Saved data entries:
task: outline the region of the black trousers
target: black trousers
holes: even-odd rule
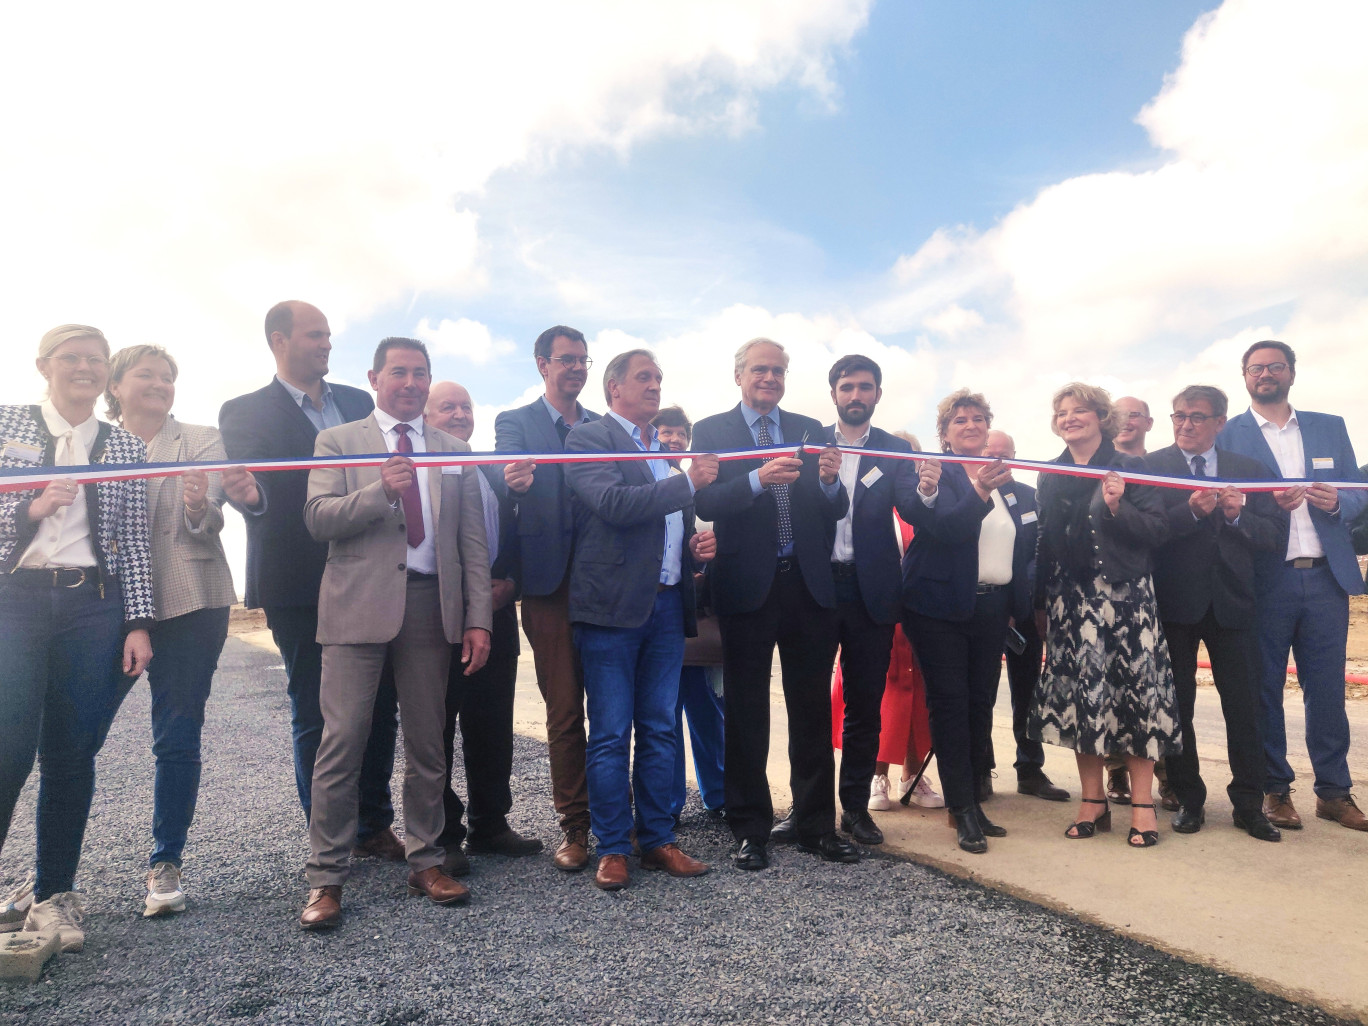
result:
[[[813,599],[796,561],[777,573],[764,604],[719,616],[726,681],[727,823],[736,839],[764,841],[774,822],[765,764],[769,759],[770,671],[774,647],[788,712],[790,782],[798,836],[836,828],[836,770],[831,751],[831,667],[836,611]]]
[[[469,677],[460,652],[452,653],[447,677],[446,790],[442,805],[446,826],[439,842],[459,847],[470,834],[493,837],[508,829],[513,808],[509,778],[513,774],[513,691],[518,682],[518,614],[510,602],[494,611],[489,659]],[[451,786],[455,765],[456,721],[461,723],[461,751],[465,762],[469,825],[462,823],[466,805]]]
[[[1190,809],[1206,801],[1207,789],[1197,761],[1193,709],[1197,703],[1197,644],[1206,642],[1216,693],[1225,717],[1230,786],[1226,794],[1236,809],[1253,811],[1263,802],[1264,751],[1260,719],[1259,653],[1252,630],[1222,627],[1210,609],[1194,624],[1165,623],[1178,712],[1183,719],[1183,751],[1164,759],[1168,783],[1178,800]]]
[[[869,804],[869,782],[879,759],[884,683],[893,650],[893,624],[875,623],[860,596],[859,580],[836,578],[836,637],[841,646],[841,807],[858,812]]]
[[[993,729],[1010,603],[1011,593],[999,588],[978,596],[968,620],[908,611],[903,624],[926,680],[931,743],[950,808],[972,805],[974,781],[990,769],[983,739]]]
[[[1031,777],[1044,771],[1045,749],[1039,741],[1026,736],[1026,718],[1031,714],[1031,701],[1035,696],[1036,685],[1040,683],[1040,656],[1044,643],[1035,627],[1035,618],[1025,623],[1018,622],[1016,629],[1026,639],[1026,649],[1017,655],[1011,649],[1007,655],[1007,686],[1012,692],[1012,737],[1016,739],[1016,762],[1014,766],[1018,777]],[[994,704],[997,699],[994,696]],[[993,750],[992,732],[989,731],[988,751]],[[990,758],[990,767],[997,762]]]

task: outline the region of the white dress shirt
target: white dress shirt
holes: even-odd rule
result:
[[[1302,447],[1301,425],[1297,423],[1297,411],[1292,411],[1292,416],[1287,418],[1287,423],[1282,427],[1259,416],[1259,411],[1252,406],[1249,412],[1254,414],[1254,423],[1259,425],[1264,441],[1273,450],[1273,458],[1278,461],[1278,470],[1282,476],[1305,477],[1306,449]],[[1323,555],[1325,546],[1321,544],[1320,535],[1316,534],[1316,525],[1311,522],[1311,509],[1303,502],[1292,511],[1287,530],[1287,558],[1314,559]]]
[[[385,436],[385,447],[390,452],[397,452],[399,446],[399,432],[395,430],[395,425],[400,421],[391,417],[380,407],[375,408],[375,422],[380,425],[380,430]],[[423,415],[420,413],[408,424],[409,441],[413,443],[413,451],[427,452],[427,442],[423,439]],[[417,570],[420,574],[435,574],[437,572],[437,532],[432,526],[432,495],[428,492],[428,468],[415,467],[413,487],[418,489],[418,495],[423,502],[423,540],[414,548],[408,547],[408,563],[410,570]]]
[[[82,424],[68,424],[48,399],[43,403],[43,421],[57,440],[53,462],[59,467],[81,467],[90,462],[90,447],[95,444],[100,424],[92,415]],[[90,542],[90,511],[86,509],[84,485],[76,488],[76,499],[38,525],[38,533],[24,556],[22,567],[95,566],[95,549]]]
[[[993,508],[979,524],[979,584],[1011,584],[1012,552],[1016,548],[1016,521],[1007,510],[1002,492],[989,495]]]
[[[863,449],[869,444],[869,424],[865,424],[864,434],[855,440],[847,438],[841,433],[838,426],[836,428],[837,445],[853,445]],[[841,453],[841,484],[845,485],[846,495],[850,497],[850,507],[836,524],[836,542],[831,546],[831,561],[833,563],[853,563],[855,562],[855,535],[852,530],[855,516],[855,484],[860,474],[860,454],[858,452]]]

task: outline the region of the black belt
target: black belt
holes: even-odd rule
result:
[[[794,565],[792,557],[785,556],[774,564],[774,569],[778,573],[786,574],[793,569]]]
[[[679,587],[678,584],[657,584],[657,585],[656,585],[656,594],[659,595],[662,591],[669,591],[671,588],[678,588],[678,587]]]
[[[1293,570],[1310,570],[1313,566],[1325,566],[1329,562],[1324,556],[1302,556],[1287,560],[1283,566],[1290,566]]]
[[[1001,591],[1005,587],[1005,584],[980,584],[974,588],[974,594],[987,595],[989,592]]]
[[[854,577],[854,576],[855,576],[855,564],[854,564],[854,563],[837,563],[837,562],[835,562],[835,561],[833,560],[833,561],[832,561],[832,564],[831,564],[831,576],[832,576],[832,577]]]
[[[408,572],[408,579],[410,581],[435,581],[437,580],[437,575],[425,574],[421,570],[410,570]]]
[[[10,576],[24,584],[37,584],[48,588],[79,588],[87,581],[94,584],[99,573],[93,566],[23,566],[11,570]]]

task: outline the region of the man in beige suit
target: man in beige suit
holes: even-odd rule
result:
[[[394,668],[404,724],[404,832],[410,894],[439,905],[470,892],[442,872],[447,672],[489,655],[492,609],[480,486],[473,469],[416,467],[405,454],[470,450],[423,422],[431,364],[421,342],[387,338],[369,373],[376,409],[318,436],[316,456],[389,451],[381,467],[316,468],[304,520],[328,543],[318,597],[323,740],[314,763],[305,929],[337,925],[356,836],[361,772],[380,672]],[[463,472],[464,471],[464,472]]]

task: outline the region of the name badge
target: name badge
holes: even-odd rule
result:
[[[1009,505],[1009,506],[1015,506],[1015,505],[1016,505],[1016,496],[1013,495],[1011,492],[1008,492],[1008,493],[1007,493],[1007,505]]]
[[[28,445],[24,442],[6,442],[5,448],[0,450],[0,459],[23,460],[25,463],[37,463],[43,458],[43,450],[37,446]]]
[[[1021,522],[1023,525],[1034,524],[1039,519],[1040,518],[1036,516],[1035,510],[1031,510],[1029,513],[1021,514]]]
[[[864,485],[866,488],[873,488],[874,482],[881,477],[883,477],[882,470],[880,470],[878,467],[870,467],[869,473],[866,474],[864,477],[860,478],[860,484]]]
[[[442,473],[443,473],[443,474],[459,474],[459,473],[460,473],[461,471],[463,471],[463,470],[465,470],[465,466],[464,466],[463,464],[458,463],[458,464],[456,464],[456,466],[454,466],[454,467],[443,467],[443,468],[442,468]]]
[[[1332,456],[1313,456],[1311,458],[1312,470],[1334,470],[1335,460]]]

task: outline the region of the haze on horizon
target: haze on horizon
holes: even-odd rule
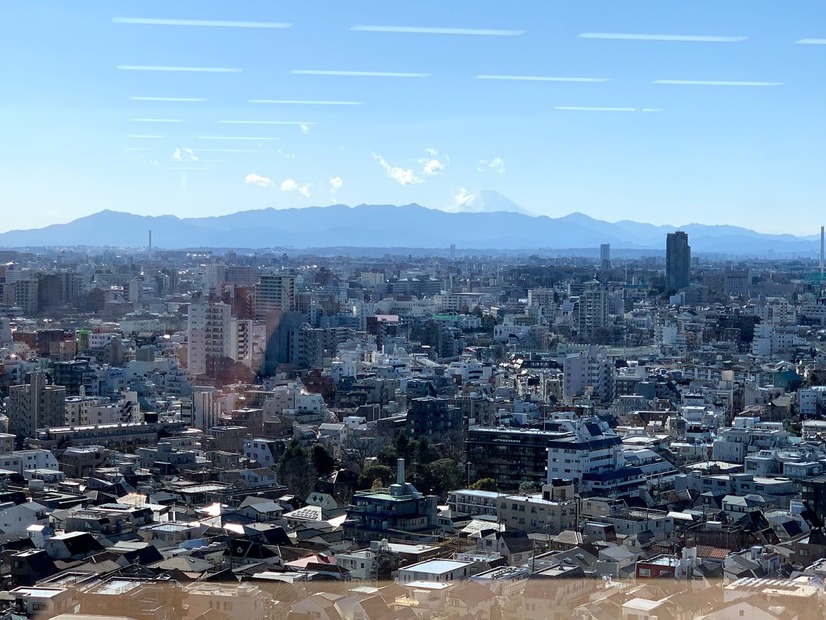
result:
[[[813,235],[823,23],[817,0],[17,3],[0,231],[103,209],[475,210],[484,189],[551,217]]]

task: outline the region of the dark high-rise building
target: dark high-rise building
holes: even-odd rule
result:
[[[688,288],[691,278],[691,246],[681,230],[668,233],[665,245],[665,286],[668,291]]]
[[[599,246],[599,264],[603,269],[611,268],[611,244],[603,243]]]

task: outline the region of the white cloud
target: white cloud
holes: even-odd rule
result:
[[[305,198],[310,197],[310,186],[308,184],[300,185],[295,179],[284,179],[281,182],[282,192],[298,192]]]
[[[175,161],[198,161],[198,156],[192,149],[175,149],[172,153],[172,159]]]
[[[422,174],[429,177],[434,174],[439,174],[444,169],[445,165],[438,159],[428,159],[425,160],[422,165]]]
[[[422,157],[419,160],[419,165],[422,167],[422,174],[426,177],[439,174],[445,169],[449,160],[447,155],[440,156],[436,149],[425,149],[427,157]]]
[[[336,192],[337,190],[340,190],[342,187],[344,187],[344,181],[341,179],[341,177],[333,177],[330,179],[331,192]]]
[[[275,183],[273,183],[272,179],[262,177],[260,174],[255,174],[254,172],[251,172],[244,177],[244,183],[247,183],[248,185],[257,185],[258,187],[275,187]]]
[[[295,153],[287,153],[285,151],[282,151],[281,149],[277,149],[276,153],[281,155],[281,157],[283,157],[284,159],[295,159]]]
[[[493,159],[480,159],[479,167],[476,170],[479,172],[493,170],[499,174],[505,174],[505,160],[501,157],[494,157]]]
[[[399,185],[412,185],[413,183],[423,183],[424,181],[416,176],[416,173],[413,172],[410,168],[399,168],[398,166],[391,166],[387,163],[387,160],[384,159],[381,155],[377,155],[373,153],[373,159],[379,162],[379,165],[384,168],[384,171],[387,173],[391,179],[396,181]]]
[[[306,136],[308,133],[310,133],[310,126],[309,126],[309,125],[305,125],[304,123],[301,123],[301,124],[298,126],[298,128],[301,130],[301,133],[303,133],[305,136]]]
[[[467,191],[464,187],[460,187],[459,191],[453,196],[453,205],[456,207],[466,207],[471,204],[475,196]]]

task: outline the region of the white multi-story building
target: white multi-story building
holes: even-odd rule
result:
[[[797,391],[797,404],[800,415],[816,415],[818,410],[826,408],[826,386],[801,388]]]
[[[754,340],[751,343],[751,352],[761,357],[772,358],[777,354],[786,352],[796,345],[807,345],[805,340],[796,334],[778,329],[772,323],[758,323],[754,327]]]
[[[253,297],[255,318],[264,320],[273,312],[295,309],[295,276],[263,275],[255,285]]]
[[[211,359],[229,357],[232,342],[231,308],[225,303],[194,303],[187,321],[187,368],[206,374]]]
[[[181,401],[181,420],[205,433],[216,426],[221,404],[216,402],[214,394],[215,388],[194,387],[192,396]]]
[[[90,423],[90,409],[105,406],[108,402],[108,398],[98,396],[68,396],[66,397],[64,424],[66,426],[86,426]]]
[[[605,349],[589,347],[576,355],[569,355],[563,364],[563,396],[570,401],[589,395],[610,403],[614,400],[614,364]]]
[[[592,418],[558,424],[565,434],[548,440],[548,484],[558,478],[580,483],[588,474],[624,467],[622,438],[605,422]]]
[[[253,323],[244,319],[231,319],[229,357],[246,366],[252,365]]]
[[[97,333],[93,332],[89,334],[89,348],[90,349],[102,349],[106,345],[108,345],[113,338],[119,338],[118,334],[112,332],[104,332],[104,333]]]

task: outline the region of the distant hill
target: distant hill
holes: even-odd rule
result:
[[[260,209],[231,215],[178,218],[101,211],[67,224],[0,234],[0,247],[145,247],[148,231],[158,248],[406,247],[498,250],[596,248],[662,252],[674,226],[596,220],[581,213],[550,218],[515,212],[499,194],[482,194],[484,211],[446,212],[409,204],[333,205],[304,209]],[[502,209],[497,210],[496,205]],[[472,207],[471,207],[472,208]],[[732,255],[816,256],[819,238],[767,235],[736,226],[688,224],[694,252]]]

WHAT THE EXERCISE ASKS -
Check each line of the records above for the string "cloud", and report every line that has it.

PROBLEM SOLUTION -
task: outline the region of the white cloud
target: white cloud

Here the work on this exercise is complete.